> **WHAT TO PRODUCE**: Please give these lines again with "instance" swapped for "object" everywhere and nothing else changed, leaving out the pictures.

> **RECORDS**:
==*==
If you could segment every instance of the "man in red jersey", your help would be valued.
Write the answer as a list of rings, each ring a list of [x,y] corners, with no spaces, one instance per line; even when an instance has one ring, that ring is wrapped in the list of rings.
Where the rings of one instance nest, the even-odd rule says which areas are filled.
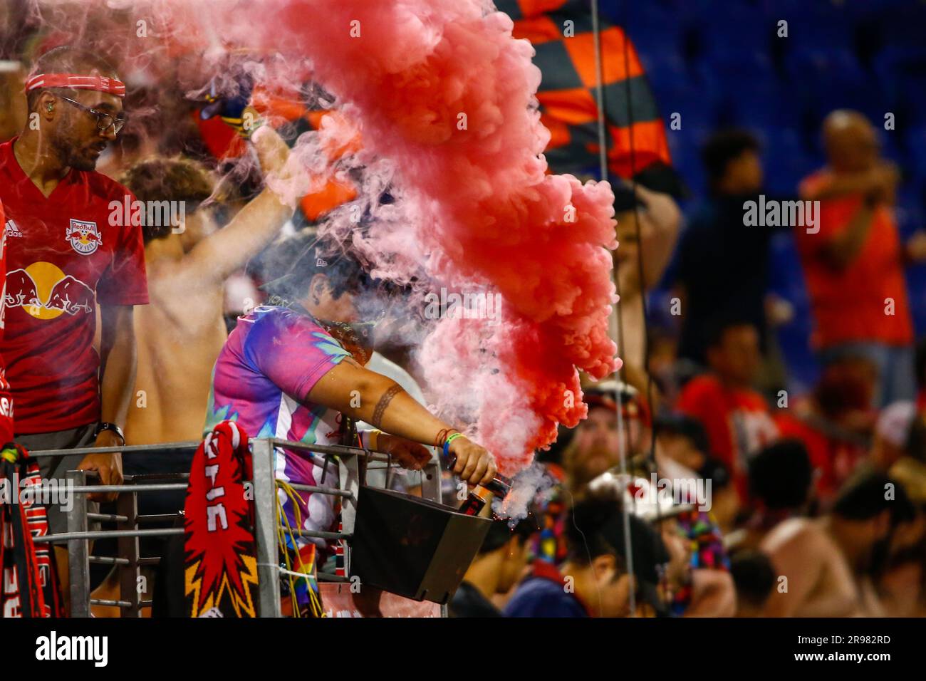
[[[122,128],[125,86],[98,57],[56,47],[26,82],[29,117],[0,145],[6,212],[6,308],[0,354],[29,449],[116,447],[135,380],[132,306],[148,302],[142,231],[113,220],[129,191],[94,169]],[[100,353],[94,348],[100,304]],[[95,471],[122,481],[119,453],[44,458],[42,476]],[[94,500],[114,498],[96,495]],[[95,505],[95,504],[94,504]],[[48,507],[53,533],[60,508]],[[67,551],[56,548],[68,594]]]
[[[801,183],[820,201],[817,232],[795,231],[822,364],[864,357],[878,367],[875,404],[916,396],[913,320],[904,268],[926,259],[926,236],[902,241],[895,217],[899,173],[881,158],[875,128],[857,111],[823,121],[827,167]]]
[[[0,202],[0,225],[6,224],[4,217],[3,202]],[[4,298],[6,297],[6,231],[0,233],[0,338],[3,338]],[[0,445],[13,439],[13,398],[9,394],[9,384],[4,371],[3,358],[0,358]]]
[[[711,371],[685,384],[676,409],[704,425],[711,454],[730,469],[745,503],[749,459],[778,437],[769,405],[752,387],[760,360],[758,331],[751,322],[718,322],[707,356]]]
==*==
> **FINAL RESULT**:
If you could segment every object of the "man in red jersey", your help would be valued.
Write the answer as a list of rings, each ring a list of [x,y] corners, with no spaces, one object per line; even when an object has one ring, that ring is wrapped in the list of rings.
Where the rings of one object nest, the even-odd rule says which areas are filled.
[[[122,128],[125,86],[98,57],[56,47],[26,82],[29,117],[0,145],[6,212],[6,308],[0,354],[29,449],[116,447],[135,380],[132,306],[148,302],[142,231],[113,220],[129,191],[94,169]],[[100,353],[94,348],[100,304]],[[95,471],[122,481],[119,453],[44,458],[42,476]],[[94,500],[114,498],[96,495]],[[95,505],[95,504],[94,504]],[[48,507],[53,533],[60,508]],[[67,551],[56,548],[68,594]]]
[[[801,183],[820,201],[817,232],[795,231],[822,364],[864,357],[878,367],[875,404],[916,396],[913,320],[904,268],[926,259],[926,236],[902,241],[895,217],[899,173],[881,158],[875,128],[857,111],[823,121],[827,167]]]
[[[0,202],[0,225],[6,224],[4,217],[3,202]],[[4,298],[6,297],[6,231],[0,233],[0,338],[3,338]],[[0,445],[13,439],[13,398],[9,394],[9,384],[4,371],[3,358],[0,358]]]
[[[711,371],[685,384],[676,409],[704,425],[711,454],[730,469],[745,503],[749,459],[778,437],[769,405],[752,387],[760,360],[758,331],[751,322],[718,322],[707,356]]]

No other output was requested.